Problem statement
Search the data for the word "emblem". Reproduce every line where it is found.

(Dataset entries)
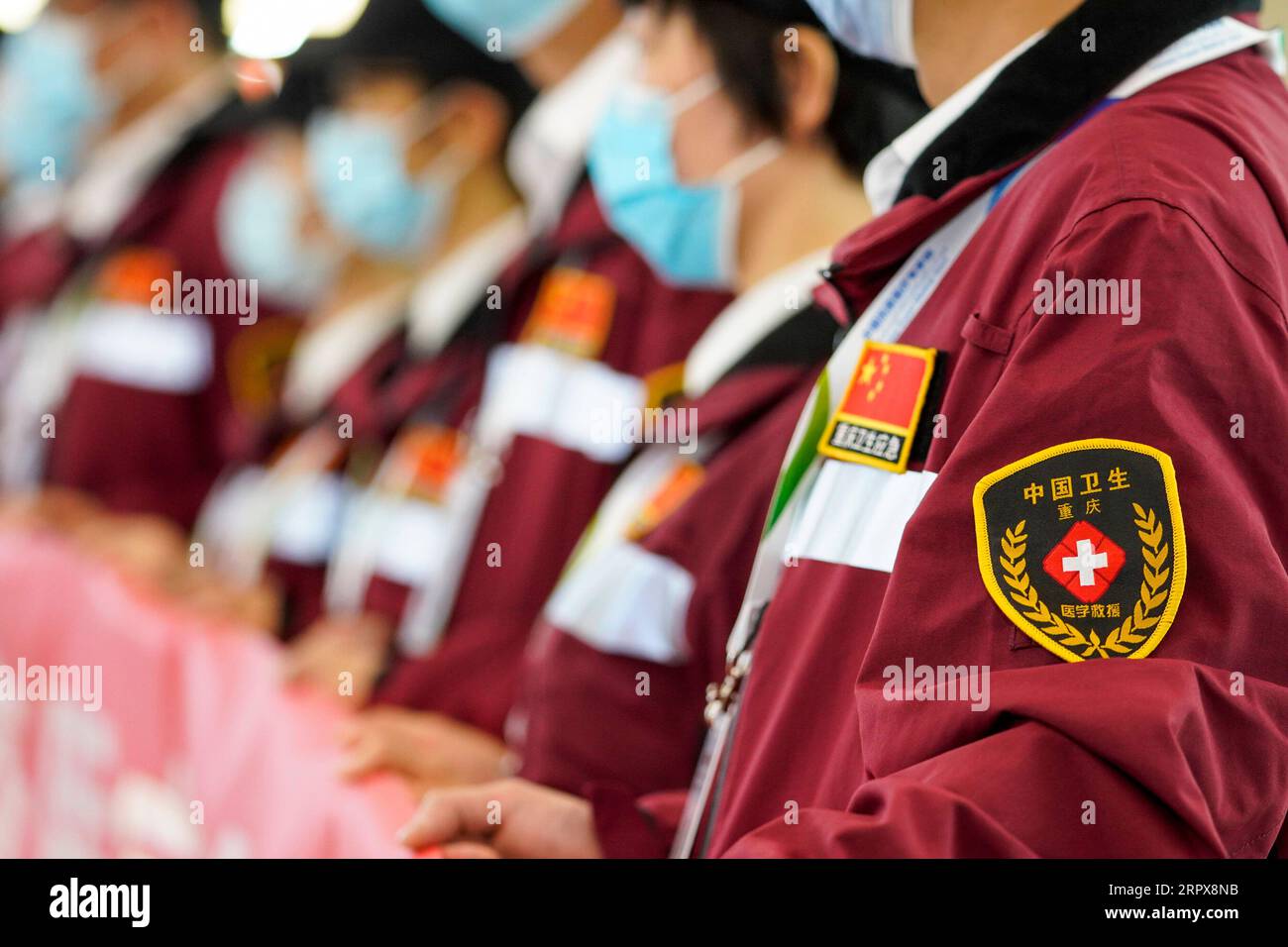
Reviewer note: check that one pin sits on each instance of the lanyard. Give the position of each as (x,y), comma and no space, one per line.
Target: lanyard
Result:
(885,320)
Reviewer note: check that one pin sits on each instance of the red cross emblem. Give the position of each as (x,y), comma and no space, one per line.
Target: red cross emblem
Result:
(1085,562)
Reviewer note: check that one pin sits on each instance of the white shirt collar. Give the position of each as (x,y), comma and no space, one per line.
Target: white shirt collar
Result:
(885,172)
(750,318)
(120,169)
(452,287)
(548,149)
(327,355)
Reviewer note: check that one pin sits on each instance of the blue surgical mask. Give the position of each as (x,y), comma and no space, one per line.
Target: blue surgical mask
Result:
(357,169)
(519,25)
(687,232)
(876,29)
(259,222)
(50,98)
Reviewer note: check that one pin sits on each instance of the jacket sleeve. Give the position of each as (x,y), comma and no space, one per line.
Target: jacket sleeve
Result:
(1184,753)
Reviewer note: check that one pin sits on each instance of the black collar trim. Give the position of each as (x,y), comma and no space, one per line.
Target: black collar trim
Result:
(1054,82)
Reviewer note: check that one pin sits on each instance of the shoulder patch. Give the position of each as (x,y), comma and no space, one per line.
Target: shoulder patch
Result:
(574,312)
(1082,547)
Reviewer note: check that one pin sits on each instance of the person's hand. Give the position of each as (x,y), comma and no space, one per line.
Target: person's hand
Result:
(510,818)
(336,646)
(428,750)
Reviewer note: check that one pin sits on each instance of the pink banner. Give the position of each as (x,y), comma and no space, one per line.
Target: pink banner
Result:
(168,736)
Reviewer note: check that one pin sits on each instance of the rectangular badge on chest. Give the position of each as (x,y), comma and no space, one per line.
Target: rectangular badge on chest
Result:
(876,420)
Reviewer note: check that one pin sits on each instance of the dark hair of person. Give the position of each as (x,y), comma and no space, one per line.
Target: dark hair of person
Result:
(875,102)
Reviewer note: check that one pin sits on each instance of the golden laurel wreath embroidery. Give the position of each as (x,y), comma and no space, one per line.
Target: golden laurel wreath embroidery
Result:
(1144,616)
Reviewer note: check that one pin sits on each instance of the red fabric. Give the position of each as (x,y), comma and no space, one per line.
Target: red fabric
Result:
(584,718)
(629,830)
(1175,763)
(150,451)
(546,495)
(33,266)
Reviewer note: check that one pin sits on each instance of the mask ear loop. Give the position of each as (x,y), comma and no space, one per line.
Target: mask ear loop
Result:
(748,162)
(699,89)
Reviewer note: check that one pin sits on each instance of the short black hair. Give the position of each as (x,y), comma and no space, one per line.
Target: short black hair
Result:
(875,102)
(403,37)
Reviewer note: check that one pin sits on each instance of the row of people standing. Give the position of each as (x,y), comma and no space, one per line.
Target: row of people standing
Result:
(441,499)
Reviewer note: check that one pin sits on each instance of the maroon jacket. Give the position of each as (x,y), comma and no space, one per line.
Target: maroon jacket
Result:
(147,450)
(393,385)
(583,715)
(1184,753)
(548,492)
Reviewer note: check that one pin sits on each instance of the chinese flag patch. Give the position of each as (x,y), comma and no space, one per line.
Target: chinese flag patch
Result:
(876,420)
(574,312)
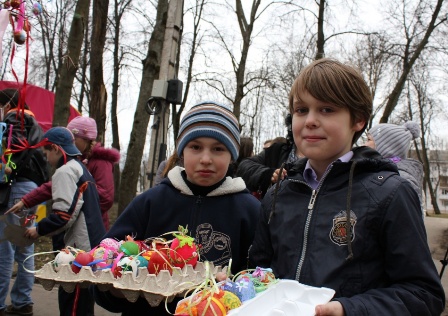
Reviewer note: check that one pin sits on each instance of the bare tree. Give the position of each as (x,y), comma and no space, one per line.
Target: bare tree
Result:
(71,60)
(151,68)
(120,8)
(98,93)
(197,11)
(414,45)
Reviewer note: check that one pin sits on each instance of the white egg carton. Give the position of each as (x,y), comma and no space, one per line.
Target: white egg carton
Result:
(285,298)
(154,288)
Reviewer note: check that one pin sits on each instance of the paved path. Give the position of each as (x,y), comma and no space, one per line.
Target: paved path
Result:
(46,303)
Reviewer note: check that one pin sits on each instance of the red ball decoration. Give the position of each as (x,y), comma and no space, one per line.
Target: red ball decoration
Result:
(183,251)
(83,258)
(19,37)
(15,4)
(157,262)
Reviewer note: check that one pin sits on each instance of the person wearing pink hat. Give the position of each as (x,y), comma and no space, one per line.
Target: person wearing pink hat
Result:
(99,161)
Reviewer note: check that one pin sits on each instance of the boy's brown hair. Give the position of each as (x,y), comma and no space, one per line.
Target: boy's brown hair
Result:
(331,81)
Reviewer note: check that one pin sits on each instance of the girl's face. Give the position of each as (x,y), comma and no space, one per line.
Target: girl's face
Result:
(370,142)
(322,131)
(53,155)
(206,161)
(82,144)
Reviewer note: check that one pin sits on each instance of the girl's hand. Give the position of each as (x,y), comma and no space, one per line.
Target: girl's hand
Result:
(275,176)
(31,233)
(330,309)
(16,208)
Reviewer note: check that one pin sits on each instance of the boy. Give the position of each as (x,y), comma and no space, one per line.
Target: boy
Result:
(219,211)
(343,218)
(30,171)
(75,210)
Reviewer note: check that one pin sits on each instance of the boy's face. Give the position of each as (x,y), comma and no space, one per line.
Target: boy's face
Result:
(206,161)
(370,142)
(322,131)
(53,155)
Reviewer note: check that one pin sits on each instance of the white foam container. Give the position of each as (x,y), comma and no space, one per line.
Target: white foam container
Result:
(285,298)
(154,288)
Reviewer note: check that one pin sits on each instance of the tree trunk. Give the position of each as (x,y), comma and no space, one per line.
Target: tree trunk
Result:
(408,63)
(246,33)
(151,69)
(71,61)
(98,93)
(320,53)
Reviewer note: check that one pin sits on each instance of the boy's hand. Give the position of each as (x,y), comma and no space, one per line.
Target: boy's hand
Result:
(275,175)
(16,208)
(31,233)
(330,309)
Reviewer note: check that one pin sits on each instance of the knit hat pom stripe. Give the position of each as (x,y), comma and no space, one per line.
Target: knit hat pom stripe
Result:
(217,118)
(209,119)
(393,140)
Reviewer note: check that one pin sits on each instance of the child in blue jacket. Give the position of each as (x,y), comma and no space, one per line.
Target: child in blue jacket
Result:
(75,210)
(219,211)
(344,218)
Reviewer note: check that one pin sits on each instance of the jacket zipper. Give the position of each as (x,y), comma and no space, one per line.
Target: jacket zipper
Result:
(307,224)
(196,212)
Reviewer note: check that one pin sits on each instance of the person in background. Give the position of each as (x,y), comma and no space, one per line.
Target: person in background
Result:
(75,212)
(262,170)
(165,166)
(30,171)
(393,142)
(267,143)
(343,218)
(219,212)
(99,161)
(246,150)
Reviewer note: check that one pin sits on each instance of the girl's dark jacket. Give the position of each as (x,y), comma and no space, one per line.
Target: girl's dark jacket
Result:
(385,268)
(222,223)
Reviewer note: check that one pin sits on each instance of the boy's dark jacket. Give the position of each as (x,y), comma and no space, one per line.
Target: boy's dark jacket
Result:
(391,272)
(31,164)
(223,223)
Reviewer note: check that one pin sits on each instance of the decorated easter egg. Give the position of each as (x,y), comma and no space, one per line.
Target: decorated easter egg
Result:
(15,4)
(81,259)
(19,37)
(243,288)
(37,8)
(183,251)
(141,261)
(63,257)
(229,300)
(130,248)
(128,264)
(158,261)
(26,26)
(110,243)
(211,306)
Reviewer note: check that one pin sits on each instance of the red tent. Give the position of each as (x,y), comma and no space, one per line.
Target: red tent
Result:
(41,103)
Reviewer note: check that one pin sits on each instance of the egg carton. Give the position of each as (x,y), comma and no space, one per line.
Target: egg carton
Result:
(154,288)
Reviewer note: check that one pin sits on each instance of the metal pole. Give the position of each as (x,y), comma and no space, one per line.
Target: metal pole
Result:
(167,71)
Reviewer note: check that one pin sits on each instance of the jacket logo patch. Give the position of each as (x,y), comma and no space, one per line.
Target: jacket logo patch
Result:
(338,233)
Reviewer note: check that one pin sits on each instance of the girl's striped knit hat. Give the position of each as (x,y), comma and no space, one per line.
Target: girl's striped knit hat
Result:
(210,119)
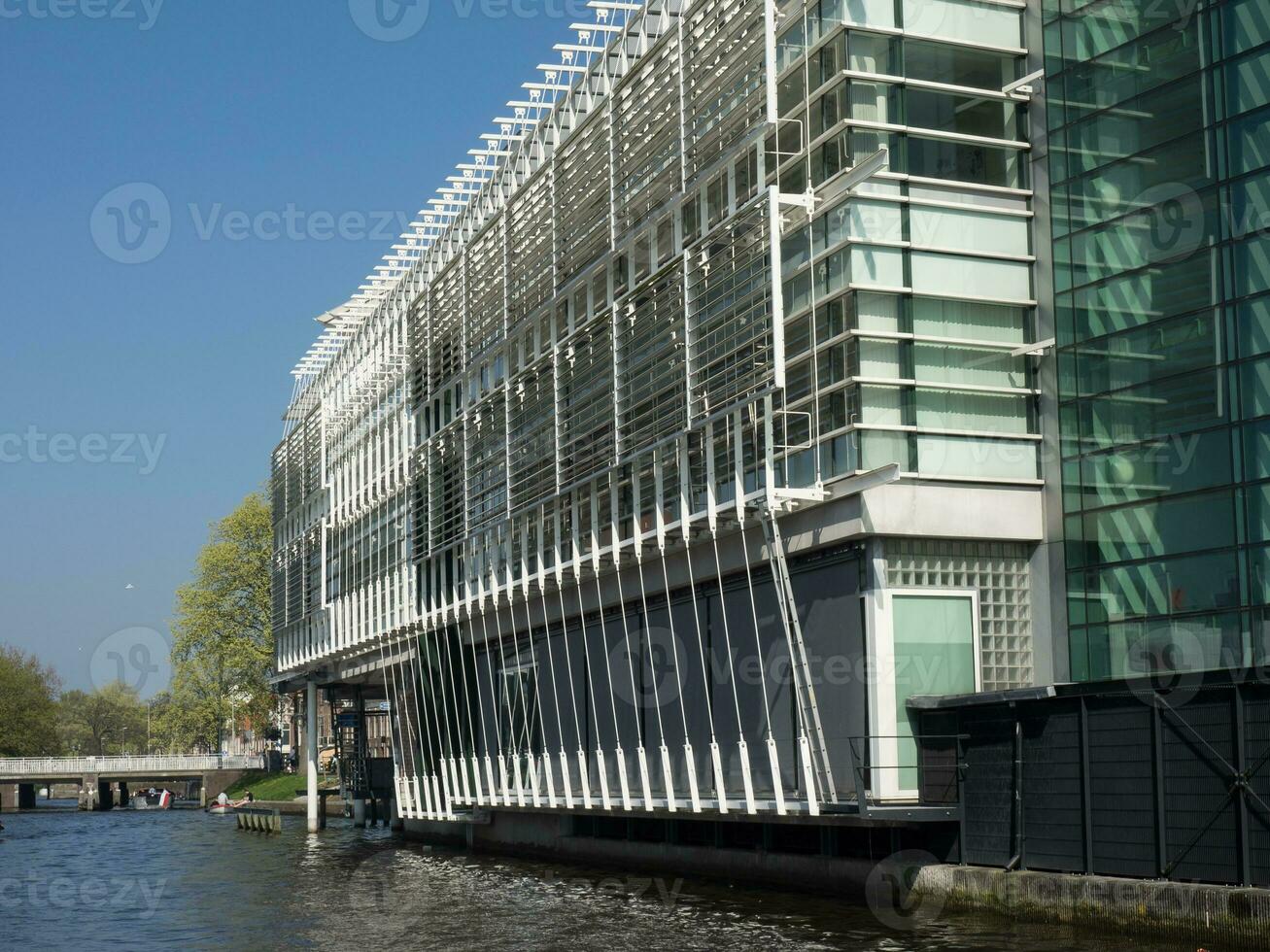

Solution to the problem
Reviewer note: check that one pin sits on each instance of the red cross emblem. Give the position of each as (x,y), comma and no space, one per line.
Target: red cross emblem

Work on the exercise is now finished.